Others contributing to the discussion asked how (if at all) the Scottish and Welsh parties would fit into the review; suggested that it should incorporate the various strands of the party review undertaken in 2015-16; should give particular attention to the operation of BAME Labour (about which NEC members had been lobbied before the meeting, following revelations that very few of the party’s BAME members had participated in the election of bits NEC representative); should consider freeze-dates for internal elections and candidate selections; and should address the accountability arrangements for the party’s local government work, especially in relation to the LGA. Tom Watson also made the reasonable point that if the nominations threshold was being lowered for leadership candidates, then the same should apply to deputy leadership candidates. In his response, Jeremy accepted Tom’s argument and most of the other points made. He said that he was not proposing that the review should look at Scottish and Welsh party structures, although some aspects would have implications for the Scottish and Welsh parties to consider and he would meet the respective party leaderships to discuss this. He said that he was asking the NEC to endorse the paper as it stood (which was duly agreed) but that all the points made would be taken into consideration and that he would come back to future NEC reports with short progress reports.
The next item was the report of the Conference Arrangements Committee (CAC) on preparations for the party conference the following week, presented by the CAC Chair, Harry Donaldson. There was a great deal of detail but the most significant point was that this was going to be an unprecedentedly big event, with up to 13,000 people expected to be present in once capacity or another, including as many as 7,000 party members; 1,500 were expected to attend the women’s conference on the Saturday. 120 contemporary motions had been deemed valid and would go forward for debate, subject to the outcome of the priorities ballot.

PROVIDED DATA:
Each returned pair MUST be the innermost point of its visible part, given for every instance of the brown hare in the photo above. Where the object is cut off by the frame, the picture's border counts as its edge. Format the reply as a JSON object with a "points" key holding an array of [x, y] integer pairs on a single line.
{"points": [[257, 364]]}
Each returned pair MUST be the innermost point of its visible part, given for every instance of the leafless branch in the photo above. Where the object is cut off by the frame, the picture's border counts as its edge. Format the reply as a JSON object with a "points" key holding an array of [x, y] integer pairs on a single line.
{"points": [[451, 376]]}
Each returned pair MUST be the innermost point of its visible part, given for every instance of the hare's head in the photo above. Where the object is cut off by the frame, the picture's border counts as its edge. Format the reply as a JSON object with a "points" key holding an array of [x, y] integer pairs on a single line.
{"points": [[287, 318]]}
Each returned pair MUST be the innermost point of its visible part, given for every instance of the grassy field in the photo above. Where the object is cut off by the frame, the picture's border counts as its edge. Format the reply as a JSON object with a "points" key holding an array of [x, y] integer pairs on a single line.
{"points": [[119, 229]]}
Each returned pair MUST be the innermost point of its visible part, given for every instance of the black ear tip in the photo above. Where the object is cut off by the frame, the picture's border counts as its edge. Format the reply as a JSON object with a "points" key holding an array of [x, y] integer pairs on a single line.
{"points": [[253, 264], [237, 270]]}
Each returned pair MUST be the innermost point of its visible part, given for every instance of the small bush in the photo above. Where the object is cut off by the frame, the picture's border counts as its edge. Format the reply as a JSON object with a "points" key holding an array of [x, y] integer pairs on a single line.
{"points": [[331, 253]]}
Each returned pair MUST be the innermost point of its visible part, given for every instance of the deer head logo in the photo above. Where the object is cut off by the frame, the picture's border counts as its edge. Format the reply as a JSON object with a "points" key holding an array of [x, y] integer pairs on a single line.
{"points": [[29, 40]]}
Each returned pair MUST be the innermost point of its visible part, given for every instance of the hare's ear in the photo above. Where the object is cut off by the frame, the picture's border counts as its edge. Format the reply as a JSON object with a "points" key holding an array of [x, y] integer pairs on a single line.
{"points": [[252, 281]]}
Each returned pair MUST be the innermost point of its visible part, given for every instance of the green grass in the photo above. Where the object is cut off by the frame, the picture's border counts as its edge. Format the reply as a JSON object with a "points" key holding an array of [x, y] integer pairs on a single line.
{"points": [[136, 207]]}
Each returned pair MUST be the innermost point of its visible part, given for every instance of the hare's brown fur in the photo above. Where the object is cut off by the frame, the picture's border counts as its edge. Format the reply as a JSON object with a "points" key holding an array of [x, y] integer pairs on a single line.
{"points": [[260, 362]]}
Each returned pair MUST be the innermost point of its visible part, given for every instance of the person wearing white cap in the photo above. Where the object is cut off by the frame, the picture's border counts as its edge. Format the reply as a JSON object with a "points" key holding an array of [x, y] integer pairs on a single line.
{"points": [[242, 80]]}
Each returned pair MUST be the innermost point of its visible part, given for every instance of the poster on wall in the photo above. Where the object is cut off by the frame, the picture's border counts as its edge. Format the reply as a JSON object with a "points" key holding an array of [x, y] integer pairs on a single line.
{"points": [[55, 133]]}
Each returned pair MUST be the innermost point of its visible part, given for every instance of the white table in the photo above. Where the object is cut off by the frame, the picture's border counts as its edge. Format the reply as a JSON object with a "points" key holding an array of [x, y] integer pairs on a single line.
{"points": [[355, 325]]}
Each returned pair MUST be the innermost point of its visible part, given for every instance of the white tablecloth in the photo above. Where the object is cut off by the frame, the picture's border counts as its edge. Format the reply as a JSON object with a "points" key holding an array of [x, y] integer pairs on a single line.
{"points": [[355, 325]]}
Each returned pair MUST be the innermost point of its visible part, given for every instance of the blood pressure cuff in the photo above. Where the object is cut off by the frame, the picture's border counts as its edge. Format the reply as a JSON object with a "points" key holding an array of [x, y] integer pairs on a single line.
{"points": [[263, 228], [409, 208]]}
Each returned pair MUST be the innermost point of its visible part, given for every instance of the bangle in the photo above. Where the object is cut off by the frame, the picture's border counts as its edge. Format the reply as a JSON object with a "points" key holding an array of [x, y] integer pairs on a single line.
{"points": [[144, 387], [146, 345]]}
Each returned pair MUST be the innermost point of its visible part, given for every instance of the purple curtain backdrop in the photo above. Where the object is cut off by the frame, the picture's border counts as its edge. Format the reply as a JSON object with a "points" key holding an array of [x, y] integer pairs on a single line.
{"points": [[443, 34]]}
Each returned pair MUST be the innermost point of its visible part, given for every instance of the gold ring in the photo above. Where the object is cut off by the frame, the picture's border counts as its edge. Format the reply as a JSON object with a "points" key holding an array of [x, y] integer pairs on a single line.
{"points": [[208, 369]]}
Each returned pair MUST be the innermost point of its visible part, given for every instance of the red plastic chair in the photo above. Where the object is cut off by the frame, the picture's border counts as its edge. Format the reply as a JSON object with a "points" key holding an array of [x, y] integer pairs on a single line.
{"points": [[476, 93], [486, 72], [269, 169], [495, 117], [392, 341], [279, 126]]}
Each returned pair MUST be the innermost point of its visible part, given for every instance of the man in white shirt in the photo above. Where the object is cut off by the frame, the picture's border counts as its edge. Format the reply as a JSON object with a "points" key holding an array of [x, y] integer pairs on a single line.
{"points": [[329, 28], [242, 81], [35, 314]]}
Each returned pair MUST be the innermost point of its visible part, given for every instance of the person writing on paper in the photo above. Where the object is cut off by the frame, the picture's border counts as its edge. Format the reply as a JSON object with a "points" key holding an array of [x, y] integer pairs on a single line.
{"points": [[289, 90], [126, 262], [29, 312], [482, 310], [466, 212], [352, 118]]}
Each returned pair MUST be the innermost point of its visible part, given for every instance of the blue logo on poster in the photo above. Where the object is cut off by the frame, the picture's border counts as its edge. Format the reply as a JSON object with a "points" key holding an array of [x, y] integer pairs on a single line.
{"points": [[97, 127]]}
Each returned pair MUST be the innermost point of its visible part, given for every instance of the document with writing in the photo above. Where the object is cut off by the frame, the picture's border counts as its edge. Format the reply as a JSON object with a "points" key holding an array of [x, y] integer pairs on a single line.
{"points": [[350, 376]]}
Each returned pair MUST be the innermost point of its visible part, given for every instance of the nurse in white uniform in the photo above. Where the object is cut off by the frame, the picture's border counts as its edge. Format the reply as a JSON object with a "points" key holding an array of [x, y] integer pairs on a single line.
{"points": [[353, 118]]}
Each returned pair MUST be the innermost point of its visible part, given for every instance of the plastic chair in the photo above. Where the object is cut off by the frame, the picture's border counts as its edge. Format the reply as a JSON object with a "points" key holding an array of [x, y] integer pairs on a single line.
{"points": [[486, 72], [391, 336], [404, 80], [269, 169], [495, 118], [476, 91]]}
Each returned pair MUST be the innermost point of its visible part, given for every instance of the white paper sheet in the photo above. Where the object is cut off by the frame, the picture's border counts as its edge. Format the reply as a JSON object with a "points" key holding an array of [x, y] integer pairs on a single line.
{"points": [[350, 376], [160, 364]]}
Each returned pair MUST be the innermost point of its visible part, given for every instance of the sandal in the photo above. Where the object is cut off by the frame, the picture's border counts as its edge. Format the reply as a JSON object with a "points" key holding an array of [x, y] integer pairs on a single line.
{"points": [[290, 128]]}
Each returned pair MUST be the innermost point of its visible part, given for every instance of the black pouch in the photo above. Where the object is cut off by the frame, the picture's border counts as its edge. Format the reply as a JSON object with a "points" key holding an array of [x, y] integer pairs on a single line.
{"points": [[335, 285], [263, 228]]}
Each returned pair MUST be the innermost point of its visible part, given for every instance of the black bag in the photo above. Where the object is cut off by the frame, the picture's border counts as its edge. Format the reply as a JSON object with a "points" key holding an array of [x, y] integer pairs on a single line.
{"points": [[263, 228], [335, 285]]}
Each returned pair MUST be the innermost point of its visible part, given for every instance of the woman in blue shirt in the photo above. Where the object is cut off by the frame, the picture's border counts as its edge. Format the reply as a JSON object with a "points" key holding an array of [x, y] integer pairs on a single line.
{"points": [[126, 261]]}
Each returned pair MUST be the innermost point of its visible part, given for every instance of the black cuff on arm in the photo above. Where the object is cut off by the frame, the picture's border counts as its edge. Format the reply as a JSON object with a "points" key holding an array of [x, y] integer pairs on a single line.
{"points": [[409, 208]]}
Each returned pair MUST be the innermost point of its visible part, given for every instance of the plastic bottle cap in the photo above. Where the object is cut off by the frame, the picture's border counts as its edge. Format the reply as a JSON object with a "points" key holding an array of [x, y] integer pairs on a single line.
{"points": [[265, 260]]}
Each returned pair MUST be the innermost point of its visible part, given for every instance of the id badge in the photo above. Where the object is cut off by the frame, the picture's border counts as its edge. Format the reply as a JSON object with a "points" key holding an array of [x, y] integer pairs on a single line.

YOUR TASKS:
a: Return the passage of the NEC report between "The next item" and "the priorities ballot.", inclusive.
b: Collect every line of the listing that contains the string "chair", treating uppercase and lowercase as different.
The NEC report and the listing are separate, unrelated material.

SOLUTIONS TO THE TASKS:
a:
The next item was the report of the Conference Arrangements Committee (CAC) on preparations for the party conference the following week, presented by the CAC Chair, Harry Donaldson. There was a great deal of detail but the most significant point was that this was going to be an unprecedentedly big event, with up to 13,000 people expected to be present in once capacity or another, including as many as 7,000 party members; 1,500 were expected to attend the women’s conference on the Saturday. 120 contemporary motions had been deemed valid and would go forward for debate, subject to the outcome of the priorities ballot.

b:
Each returned pair MUST be the innermost point of its visible part, given for every instance of the red plastic chair in the photo above. Where the object is cut off by the frame, the picture's border counts as its edge. Format the reply as a JSON object with a "points" key holding an array of [x, y] integer pairs on a single line.
Each returned pair MUST be the innermost point of its visible part, given for every instance of the plastic chair in the photo above. Where the object is cut off by the frame, the picture's border counts as its edge. Format the reply as a JSON object with a "points" key holding an array of [x, y] integer pairs on a single line.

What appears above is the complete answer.